## SHORT PROBLEM
Find every line in the items below that contains the word "hood" and copy each of those lines.

[Stored dataset items]

■ ■ ■

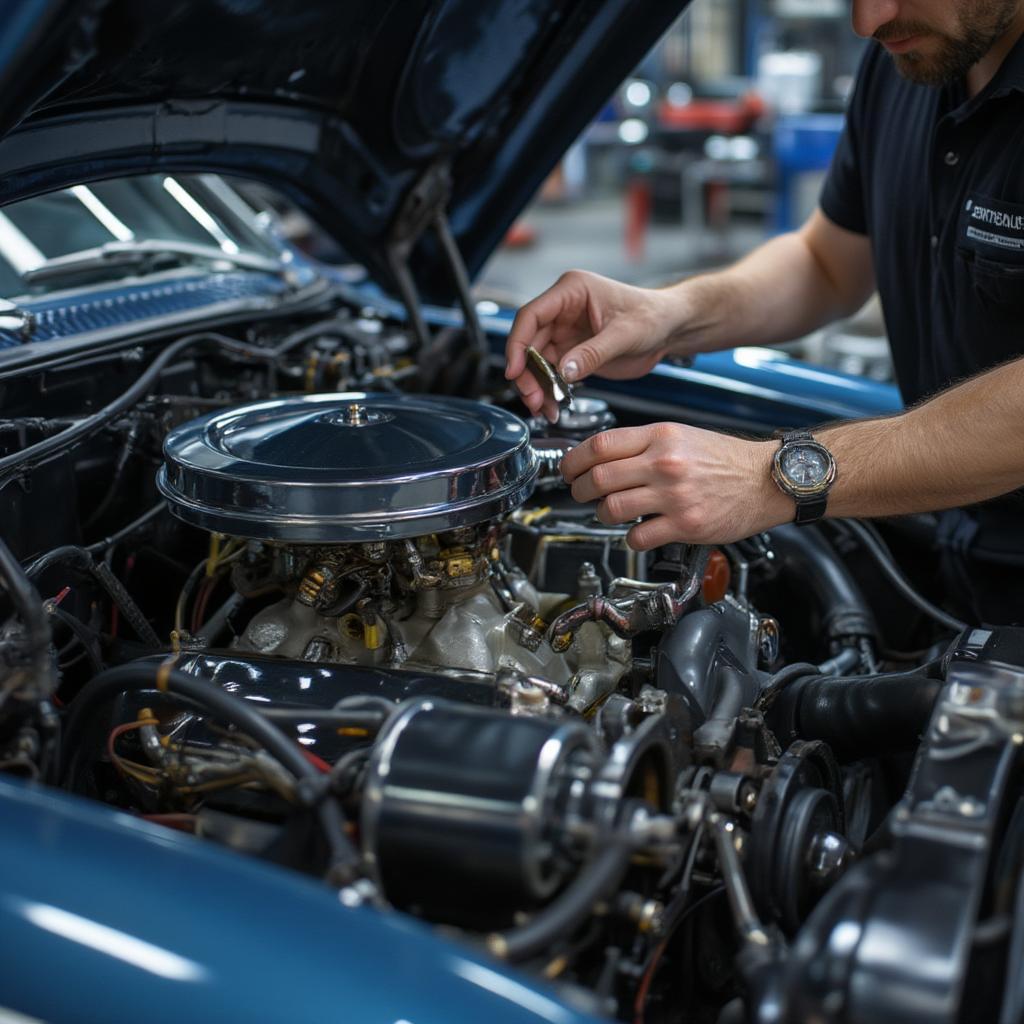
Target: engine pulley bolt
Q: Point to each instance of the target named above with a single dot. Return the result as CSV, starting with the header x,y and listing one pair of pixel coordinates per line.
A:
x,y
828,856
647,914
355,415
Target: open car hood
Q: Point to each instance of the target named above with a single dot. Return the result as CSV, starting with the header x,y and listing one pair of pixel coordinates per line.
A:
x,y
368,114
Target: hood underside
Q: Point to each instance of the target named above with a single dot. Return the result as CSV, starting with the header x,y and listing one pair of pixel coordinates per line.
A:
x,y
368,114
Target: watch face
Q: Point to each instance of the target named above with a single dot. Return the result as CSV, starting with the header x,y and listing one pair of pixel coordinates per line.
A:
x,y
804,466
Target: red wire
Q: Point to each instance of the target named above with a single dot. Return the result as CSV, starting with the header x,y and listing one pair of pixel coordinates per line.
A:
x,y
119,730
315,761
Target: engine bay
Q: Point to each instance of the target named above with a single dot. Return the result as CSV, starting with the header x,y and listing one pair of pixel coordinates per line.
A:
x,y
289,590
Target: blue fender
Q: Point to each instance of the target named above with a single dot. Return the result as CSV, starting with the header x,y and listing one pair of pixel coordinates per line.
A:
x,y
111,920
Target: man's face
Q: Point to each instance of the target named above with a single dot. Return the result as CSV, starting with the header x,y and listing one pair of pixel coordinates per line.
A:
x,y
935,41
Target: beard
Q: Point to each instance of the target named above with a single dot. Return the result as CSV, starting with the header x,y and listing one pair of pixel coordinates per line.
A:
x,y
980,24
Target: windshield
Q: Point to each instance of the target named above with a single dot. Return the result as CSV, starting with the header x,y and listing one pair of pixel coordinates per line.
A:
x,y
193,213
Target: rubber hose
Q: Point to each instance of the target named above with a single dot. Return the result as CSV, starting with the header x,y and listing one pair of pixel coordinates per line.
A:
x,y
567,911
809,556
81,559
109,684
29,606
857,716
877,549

■ ■ ■

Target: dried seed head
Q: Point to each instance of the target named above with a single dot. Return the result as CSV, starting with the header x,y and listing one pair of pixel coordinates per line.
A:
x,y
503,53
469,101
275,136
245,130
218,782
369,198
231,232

■ ■ ■

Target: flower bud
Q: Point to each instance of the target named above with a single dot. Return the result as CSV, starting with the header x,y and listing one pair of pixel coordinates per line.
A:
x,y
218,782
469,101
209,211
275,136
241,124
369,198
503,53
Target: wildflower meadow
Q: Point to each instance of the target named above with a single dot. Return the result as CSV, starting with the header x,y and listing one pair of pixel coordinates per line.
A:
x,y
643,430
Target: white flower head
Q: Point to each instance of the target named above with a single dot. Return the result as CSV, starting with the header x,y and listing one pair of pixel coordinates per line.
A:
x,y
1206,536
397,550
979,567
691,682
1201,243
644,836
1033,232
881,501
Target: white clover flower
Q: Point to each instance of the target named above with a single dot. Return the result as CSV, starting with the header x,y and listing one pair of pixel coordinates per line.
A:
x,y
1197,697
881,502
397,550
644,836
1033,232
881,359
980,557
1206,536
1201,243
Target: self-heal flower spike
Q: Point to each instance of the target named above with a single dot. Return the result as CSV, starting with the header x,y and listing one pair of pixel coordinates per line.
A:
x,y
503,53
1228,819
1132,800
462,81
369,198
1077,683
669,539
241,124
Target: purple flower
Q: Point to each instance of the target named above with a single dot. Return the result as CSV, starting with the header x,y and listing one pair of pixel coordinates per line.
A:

■ ■ ■

## ANSWER TO THIS TASK
Target: open car hood
Target: hood underside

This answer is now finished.